##### Source records

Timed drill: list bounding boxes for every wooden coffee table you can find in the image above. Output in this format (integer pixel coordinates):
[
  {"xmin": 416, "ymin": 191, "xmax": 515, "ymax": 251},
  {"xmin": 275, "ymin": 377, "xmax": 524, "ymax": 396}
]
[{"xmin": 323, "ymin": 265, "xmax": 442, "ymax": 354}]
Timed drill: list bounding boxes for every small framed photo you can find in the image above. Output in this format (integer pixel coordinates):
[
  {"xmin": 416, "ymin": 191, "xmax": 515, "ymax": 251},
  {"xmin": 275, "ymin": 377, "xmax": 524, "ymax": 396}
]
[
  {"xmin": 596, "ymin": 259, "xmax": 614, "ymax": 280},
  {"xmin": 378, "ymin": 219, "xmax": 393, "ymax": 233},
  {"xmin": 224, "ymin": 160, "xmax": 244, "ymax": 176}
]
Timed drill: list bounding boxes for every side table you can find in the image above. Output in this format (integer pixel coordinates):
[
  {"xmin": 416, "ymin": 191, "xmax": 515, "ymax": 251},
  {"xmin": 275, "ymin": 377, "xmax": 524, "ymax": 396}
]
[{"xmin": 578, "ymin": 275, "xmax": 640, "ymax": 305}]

##########

> Aim: Rewrite all of the material above, requests included, and increase every bounding-box coordinate in the answers by 34. Keep the coordinates in the requests and their format samples unchanged.

> Exercise result:
Timed drill: list bounding boxes for every wooden coffee table you can find in the image above. Output in this format (integer pixel coordinates):
[
  {"xmin": 416, "ymin": 191, "xmax": 515, "ymax": 251},
  {"xmin": 275, "ymin": 377, "xmax": 524, "ymax": 396}
]
[{"xmin": 357, "ymin": 299, "xmax": 476, "ymax": 388}]
Timed drill: list bounding boxes for every small framed photo you can find in the image above. Output in this format (integer pixel coordinates):
[
  {"xmin": 416, "ymin": 191, "xmax": 515, "ymax": 251},
  {"xmin": 275, "ymin": 377, "xmax": 524, "ymax": 396}
]
[
  {"xmin": 630, "ymin": 293, "xmax": 648, "ymax": 314},
  {"xmin": 412, "ymin": 253, "xmax": 427, "ymax": 267},
  {"xmin": 258, "ymin": 194, "xmax": 278, "ymax": 210}
]
Timed drill: list bounding boxes for every side table you can find in the image above. Output in this format (integer pixel coordinates):
[
  {"xmin": 416, "ymin": 191, "xmax": 515, "ymax": 251},
  {"xmin": 275, "ymin": 377, "xmax": 524, "ymax": 396}
]
[{"xmin": 612, "ymin": 309, "xmax": 674, "ymax": 339}]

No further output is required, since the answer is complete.